**DATA EXCERPTS:**
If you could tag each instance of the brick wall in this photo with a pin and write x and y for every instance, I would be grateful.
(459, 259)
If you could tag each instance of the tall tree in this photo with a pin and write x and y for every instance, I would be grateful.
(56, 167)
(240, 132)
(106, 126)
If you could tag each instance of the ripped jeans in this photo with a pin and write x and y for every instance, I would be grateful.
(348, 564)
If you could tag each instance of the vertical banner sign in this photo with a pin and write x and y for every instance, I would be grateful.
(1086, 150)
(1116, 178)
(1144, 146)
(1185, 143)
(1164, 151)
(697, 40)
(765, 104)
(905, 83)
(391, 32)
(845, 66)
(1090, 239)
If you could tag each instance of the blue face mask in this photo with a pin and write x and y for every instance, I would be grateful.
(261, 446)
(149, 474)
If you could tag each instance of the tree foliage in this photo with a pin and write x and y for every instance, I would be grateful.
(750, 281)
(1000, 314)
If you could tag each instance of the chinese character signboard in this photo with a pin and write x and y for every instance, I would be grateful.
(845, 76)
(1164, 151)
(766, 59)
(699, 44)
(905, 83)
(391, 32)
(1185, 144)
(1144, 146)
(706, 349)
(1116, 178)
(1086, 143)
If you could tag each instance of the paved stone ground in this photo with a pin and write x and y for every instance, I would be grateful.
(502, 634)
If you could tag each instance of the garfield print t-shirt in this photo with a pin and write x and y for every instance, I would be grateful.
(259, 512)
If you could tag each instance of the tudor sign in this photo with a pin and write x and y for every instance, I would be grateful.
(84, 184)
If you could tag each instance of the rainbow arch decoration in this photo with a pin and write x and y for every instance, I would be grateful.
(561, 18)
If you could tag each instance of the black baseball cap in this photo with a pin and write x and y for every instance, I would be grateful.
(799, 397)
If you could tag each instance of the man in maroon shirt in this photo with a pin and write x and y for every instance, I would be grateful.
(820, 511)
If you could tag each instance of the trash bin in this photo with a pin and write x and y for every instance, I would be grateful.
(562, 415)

**DESCRIPTION OF THE TASK:**
Give an exact copy of all the data shown above.

**OUTPUT FOR THIS TASK:**
If you could tag each instance of the brick wall in this photo with a pin and write x and y for every instance, I would be grateful.
(459, 259)
If you could tag each instance of the tall tree in this photo with a pin and write x and y for every instance, I would be grateful.
(56, 167)
(240, 132)
(106, 126)
If you could tag each instance of the ripped jeans in this photo with a pin and write x and y for every instance, I would be grateful.
(348, 564)
If you could tag each instance of the vertical banner sign in this photo with a pin and write x and y for every instance, I would be grateful.
(1086, 150)
(1116, 178)
(1144, 146)
(1185, 143)
(1164, 151)
(697, 40)
(765, 104)
(905, 83)
(391, 32)
(845, 66)
(1090, 239)
If you could tag each instance of the blue face mask in this photo with a pin and write x and y for every instance, I would be grateful.
(261, 446)
(149, 474)
If you could tag each instance of the tree foliage in this photo with a pin and write x and y for every instance, I would be grateful.
(750, 281)
(1000, 314)
If you could tag each instance of the chinese character signboard in this photo with a pin and write x and y for every instance, I would be grateful.
(845, 76)
(1164, 151)
(766, 59)
(699, 44)
(905, 83)
(391, 32)
(1185, 144)
(1144, 146)
(706, 349)
(1116, 178)
(1086, 143)
If you could tag each instance of the paved stone ground in this photo with a pin and write x and y for every instance, I would be grateful.
(502, 634)
If you could tag each instance of the garfield print t-shirt in this photo with a pin and write x and y for every instance, I would be grateful.
(259, 512)
If you could tag each instance of the tudor sign in this photo with a pin and write x and y for every instance, I would be grateful.
(84, 184)
If you could tag each instance of the rainbow arch decoration in this photo with a pin and write x and y for every instance, I would be grateful.
(561, 18)
If you could tag each instance of the black baseball cap in this photo with a pin and write x and y for every instance, I would be grateful.
(799, 397)
If you could tag each instance of the man in maroon shirt in this photo with a pin and write x and y for every instance, I would be grateful.
(820, 511)
If you could tag each instance of the trash bin in this photo with a pin and write x and y for every instance, I would be grateful.
(562, 415)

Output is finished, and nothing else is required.